What you will do:
Pick up the text about Newton St Loe after its last sentence and keep writing it in the same style.
Top of Supplied passage
Village in Somerset, England

Newton St Loe is a small Somerset village and civil parish located close to the villages of Corston and Stanton Prior, between Bath and Bristol in England. The majority of the village is owned by the Duchy of Cornwall. The parish has a population of 681.

==History==
The Saxon manor of Newton, held by Aluric in the time of King Edward the Confessor, was given to the bishop of Coutances by William the Conqueror. At the time of Domesday the bishop was Geoffrey de Montbray also known from his see as Geoffrey of Coutances, a Norman nobleman, trusted adviser of William and a great secular prelate, warrior and administrator. Newton St Loe takes its additional name from the family of St. Lo, who drew their name from Saint-Lô in Normandy; the family, Latinized in documents as "de Sancto Laudo", held the manor in the time of Richard I. Ultimately, the town's name is derived from the 6th-century bishop Saint Laud of Coutances.

There is evidence of a 3rd-century Roman villa on a site between Newton St Loe and Bath on the south side of the River Avon. It was discovered in 1837 during the cutting of the Bristol-Bath railway line when excavations were carried out and drawings of the site made before much of it was lost in the railway construction. Two mosaics were removed, one of which, known as the Orpheus Mosaic, is now in the Bristol Museum and Art Gallery. A further investigation was carried out in 1968 before the widening of the A4, but it is still the case that little is known about the villa.
Bottom of Supplied passage
Top of Data for review
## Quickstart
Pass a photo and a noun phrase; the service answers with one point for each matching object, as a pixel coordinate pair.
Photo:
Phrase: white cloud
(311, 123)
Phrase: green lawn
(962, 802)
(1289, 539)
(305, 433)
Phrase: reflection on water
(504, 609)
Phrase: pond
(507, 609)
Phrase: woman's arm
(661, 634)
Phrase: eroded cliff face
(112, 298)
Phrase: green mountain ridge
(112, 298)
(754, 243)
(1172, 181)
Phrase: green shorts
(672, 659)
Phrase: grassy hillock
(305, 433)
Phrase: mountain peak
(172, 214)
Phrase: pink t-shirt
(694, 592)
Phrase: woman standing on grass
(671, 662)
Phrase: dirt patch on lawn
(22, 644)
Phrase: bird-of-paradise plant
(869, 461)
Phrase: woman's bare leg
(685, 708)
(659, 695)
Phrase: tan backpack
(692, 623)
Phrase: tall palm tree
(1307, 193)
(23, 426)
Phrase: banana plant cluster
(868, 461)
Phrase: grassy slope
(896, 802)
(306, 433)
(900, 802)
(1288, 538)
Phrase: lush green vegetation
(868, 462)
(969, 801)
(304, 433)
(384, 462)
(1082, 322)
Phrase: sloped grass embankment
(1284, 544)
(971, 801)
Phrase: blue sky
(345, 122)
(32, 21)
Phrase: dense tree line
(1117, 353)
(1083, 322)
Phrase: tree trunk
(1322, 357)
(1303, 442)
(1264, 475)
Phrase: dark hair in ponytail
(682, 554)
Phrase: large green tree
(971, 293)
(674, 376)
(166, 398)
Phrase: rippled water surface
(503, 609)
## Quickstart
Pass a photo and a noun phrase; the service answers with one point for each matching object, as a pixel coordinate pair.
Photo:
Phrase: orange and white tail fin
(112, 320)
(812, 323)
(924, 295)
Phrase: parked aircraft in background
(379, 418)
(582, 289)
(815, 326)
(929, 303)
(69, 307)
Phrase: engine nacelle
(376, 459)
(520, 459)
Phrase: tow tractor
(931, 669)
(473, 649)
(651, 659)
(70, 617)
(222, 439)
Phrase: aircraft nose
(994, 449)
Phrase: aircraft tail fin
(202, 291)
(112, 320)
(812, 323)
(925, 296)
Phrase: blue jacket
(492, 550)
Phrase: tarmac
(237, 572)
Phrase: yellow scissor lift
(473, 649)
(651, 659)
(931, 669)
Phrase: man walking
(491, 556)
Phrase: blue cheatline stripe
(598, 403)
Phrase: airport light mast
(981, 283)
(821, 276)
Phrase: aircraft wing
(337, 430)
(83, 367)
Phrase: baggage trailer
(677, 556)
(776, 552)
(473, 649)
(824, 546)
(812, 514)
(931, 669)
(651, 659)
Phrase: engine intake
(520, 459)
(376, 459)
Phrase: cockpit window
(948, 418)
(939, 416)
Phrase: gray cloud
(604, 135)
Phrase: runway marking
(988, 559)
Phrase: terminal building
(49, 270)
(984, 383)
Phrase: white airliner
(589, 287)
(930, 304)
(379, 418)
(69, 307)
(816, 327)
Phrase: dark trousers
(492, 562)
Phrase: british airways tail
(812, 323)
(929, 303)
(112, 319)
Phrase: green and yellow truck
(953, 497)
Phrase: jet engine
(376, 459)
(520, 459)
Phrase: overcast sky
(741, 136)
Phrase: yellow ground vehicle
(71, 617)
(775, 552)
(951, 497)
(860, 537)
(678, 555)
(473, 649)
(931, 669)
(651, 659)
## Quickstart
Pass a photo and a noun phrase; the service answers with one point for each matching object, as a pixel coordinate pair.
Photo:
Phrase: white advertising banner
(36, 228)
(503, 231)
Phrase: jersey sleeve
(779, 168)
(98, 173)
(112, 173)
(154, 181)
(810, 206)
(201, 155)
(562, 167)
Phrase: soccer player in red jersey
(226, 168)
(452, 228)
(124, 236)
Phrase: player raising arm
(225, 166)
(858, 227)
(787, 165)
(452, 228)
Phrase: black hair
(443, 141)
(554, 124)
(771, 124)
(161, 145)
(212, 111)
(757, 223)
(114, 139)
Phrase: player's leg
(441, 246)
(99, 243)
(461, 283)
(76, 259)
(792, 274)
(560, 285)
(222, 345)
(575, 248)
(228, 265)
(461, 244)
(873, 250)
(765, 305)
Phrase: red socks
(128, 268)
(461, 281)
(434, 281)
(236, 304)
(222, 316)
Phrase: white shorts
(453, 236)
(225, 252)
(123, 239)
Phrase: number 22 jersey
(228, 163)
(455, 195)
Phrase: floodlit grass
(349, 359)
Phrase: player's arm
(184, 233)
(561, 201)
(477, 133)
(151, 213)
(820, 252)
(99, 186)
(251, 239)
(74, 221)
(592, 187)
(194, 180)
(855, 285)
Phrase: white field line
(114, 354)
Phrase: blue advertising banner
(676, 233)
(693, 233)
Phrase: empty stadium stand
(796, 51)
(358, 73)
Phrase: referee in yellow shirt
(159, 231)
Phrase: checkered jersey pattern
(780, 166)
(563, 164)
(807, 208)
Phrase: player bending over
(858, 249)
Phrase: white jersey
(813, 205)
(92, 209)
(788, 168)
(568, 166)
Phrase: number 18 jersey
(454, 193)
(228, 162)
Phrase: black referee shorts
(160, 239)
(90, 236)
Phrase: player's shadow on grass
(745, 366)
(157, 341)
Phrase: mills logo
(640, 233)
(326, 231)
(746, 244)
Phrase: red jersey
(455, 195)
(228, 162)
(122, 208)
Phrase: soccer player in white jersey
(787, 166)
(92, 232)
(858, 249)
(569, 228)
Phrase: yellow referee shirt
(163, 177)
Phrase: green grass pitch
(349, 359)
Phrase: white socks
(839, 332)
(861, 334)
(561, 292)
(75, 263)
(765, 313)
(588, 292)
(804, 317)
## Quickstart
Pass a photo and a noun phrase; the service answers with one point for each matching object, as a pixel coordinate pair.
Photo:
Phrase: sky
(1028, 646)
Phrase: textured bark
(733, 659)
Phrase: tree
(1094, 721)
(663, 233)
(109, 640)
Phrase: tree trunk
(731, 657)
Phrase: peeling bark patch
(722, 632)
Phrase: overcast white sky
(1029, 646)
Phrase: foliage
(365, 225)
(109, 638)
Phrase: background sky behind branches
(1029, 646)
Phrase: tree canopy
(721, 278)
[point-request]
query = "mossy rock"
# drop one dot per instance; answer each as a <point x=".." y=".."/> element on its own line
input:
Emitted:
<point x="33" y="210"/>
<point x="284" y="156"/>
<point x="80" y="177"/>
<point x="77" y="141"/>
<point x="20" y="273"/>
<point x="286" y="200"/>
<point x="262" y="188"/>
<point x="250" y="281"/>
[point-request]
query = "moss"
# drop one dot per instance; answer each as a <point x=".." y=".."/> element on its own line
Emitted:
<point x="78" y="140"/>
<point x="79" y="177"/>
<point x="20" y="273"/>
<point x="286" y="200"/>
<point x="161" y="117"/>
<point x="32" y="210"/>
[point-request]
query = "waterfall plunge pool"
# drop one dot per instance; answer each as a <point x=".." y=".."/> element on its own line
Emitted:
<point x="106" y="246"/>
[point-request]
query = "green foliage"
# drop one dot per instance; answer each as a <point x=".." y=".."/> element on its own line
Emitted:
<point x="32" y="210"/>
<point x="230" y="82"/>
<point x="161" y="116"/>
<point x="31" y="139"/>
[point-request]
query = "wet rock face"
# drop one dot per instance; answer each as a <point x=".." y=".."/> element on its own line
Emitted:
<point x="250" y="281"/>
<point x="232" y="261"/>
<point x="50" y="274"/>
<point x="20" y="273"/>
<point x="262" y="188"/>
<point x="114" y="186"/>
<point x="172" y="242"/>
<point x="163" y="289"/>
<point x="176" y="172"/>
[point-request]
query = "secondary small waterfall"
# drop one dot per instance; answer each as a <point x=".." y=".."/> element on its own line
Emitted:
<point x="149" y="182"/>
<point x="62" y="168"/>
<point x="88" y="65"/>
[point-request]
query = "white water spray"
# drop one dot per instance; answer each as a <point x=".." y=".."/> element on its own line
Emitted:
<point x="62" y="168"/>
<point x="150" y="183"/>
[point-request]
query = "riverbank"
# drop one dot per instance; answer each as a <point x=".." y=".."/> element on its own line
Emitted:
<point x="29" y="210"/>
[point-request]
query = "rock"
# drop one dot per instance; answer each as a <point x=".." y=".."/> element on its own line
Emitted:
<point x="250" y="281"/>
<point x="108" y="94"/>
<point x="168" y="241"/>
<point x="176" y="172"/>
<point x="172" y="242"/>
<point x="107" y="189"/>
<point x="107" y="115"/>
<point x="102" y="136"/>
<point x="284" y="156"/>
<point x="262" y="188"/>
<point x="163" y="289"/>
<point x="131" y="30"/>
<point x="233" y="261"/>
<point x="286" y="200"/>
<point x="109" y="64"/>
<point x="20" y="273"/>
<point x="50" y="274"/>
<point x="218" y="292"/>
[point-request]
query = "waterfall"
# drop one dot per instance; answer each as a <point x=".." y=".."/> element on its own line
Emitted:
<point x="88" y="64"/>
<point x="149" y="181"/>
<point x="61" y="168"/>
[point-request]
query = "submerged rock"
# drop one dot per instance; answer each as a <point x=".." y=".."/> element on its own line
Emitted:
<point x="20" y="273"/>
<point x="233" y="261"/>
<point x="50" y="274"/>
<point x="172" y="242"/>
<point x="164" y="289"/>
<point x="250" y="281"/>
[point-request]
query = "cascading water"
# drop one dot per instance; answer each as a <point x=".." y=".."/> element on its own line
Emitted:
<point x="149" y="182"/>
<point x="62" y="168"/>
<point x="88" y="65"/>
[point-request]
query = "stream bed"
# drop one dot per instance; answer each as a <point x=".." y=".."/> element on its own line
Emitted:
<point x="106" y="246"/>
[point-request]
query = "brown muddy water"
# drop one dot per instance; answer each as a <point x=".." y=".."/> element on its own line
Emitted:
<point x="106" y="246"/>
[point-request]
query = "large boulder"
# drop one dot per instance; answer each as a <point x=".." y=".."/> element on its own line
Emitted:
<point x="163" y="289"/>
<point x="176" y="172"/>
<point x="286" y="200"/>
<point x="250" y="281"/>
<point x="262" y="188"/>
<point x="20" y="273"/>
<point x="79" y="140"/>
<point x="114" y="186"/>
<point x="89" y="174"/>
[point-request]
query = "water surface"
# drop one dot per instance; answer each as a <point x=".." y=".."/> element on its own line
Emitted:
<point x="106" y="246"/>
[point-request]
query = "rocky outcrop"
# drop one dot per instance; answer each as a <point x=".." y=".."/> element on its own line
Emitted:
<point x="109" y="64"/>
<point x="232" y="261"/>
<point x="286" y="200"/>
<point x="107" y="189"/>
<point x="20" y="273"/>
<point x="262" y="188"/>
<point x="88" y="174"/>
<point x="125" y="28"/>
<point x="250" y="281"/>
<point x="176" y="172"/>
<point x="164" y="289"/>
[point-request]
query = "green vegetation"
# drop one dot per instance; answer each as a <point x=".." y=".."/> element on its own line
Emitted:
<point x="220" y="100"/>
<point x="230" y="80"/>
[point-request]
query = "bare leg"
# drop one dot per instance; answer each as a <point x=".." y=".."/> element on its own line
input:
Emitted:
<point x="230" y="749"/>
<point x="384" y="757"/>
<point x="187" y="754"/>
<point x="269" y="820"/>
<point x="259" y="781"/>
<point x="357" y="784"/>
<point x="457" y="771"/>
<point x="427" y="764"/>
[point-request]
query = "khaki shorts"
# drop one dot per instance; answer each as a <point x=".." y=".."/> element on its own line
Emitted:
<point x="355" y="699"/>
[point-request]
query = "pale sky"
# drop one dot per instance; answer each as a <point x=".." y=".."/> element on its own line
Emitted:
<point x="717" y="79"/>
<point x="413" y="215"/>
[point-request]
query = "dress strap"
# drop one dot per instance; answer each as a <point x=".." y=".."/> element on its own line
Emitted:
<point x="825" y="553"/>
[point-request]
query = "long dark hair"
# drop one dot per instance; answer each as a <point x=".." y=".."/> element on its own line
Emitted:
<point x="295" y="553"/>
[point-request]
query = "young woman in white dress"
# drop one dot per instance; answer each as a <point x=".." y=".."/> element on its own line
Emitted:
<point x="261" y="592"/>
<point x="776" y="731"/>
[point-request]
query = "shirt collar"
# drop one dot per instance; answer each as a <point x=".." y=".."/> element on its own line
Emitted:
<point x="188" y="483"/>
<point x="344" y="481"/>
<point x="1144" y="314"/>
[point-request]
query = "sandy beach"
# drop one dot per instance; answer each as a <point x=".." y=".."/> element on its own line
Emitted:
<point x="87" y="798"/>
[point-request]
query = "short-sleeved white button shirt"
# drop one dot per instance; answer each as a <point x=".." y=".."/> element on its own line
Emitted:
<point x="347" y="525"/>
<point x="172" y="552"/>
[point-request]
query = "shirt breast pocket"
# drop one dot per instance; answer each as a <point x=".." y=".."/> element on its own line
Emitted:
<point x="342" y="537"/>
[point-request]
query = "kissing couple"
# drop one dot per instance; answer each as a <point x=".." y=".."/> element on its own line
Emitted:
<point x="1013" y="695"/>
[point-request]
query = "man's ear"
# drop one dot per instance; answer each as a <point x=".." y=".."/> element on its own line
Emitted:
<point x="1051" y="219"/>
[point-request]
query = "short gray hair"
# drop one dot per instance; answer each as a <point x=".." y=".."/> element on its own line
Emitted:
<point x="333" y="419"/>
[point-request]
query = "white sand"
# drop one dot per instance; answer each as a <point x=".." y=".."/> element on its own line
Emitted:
Bottom of Data for review
Reply:
The parish was recorded in the Domesday Book in 1086 with the name Niwetone. The parish of Newton St Loe was part of the Wellow Hundred.

There is a history of coal mining in the area as part of the Somerset coalfield but all mines have now closed. Lower and Middle Coal Measures at depths between 500 and 5000 ft of the Pensford Syncline, were worked at the Globe Pit in Newton St Loe in the 19th century.

There was formerly a forge at the top of Smith Hill that leads up into the village.

The village school, established in 1698 close by Holy Trinity Church, closed in 1972. Queen Elizabeth II visited the school on 17 April 1956 when she came to the village following her official opening of the Chew Valley reservoir. The village also once had a girls' school, now the village hall, built in 1846.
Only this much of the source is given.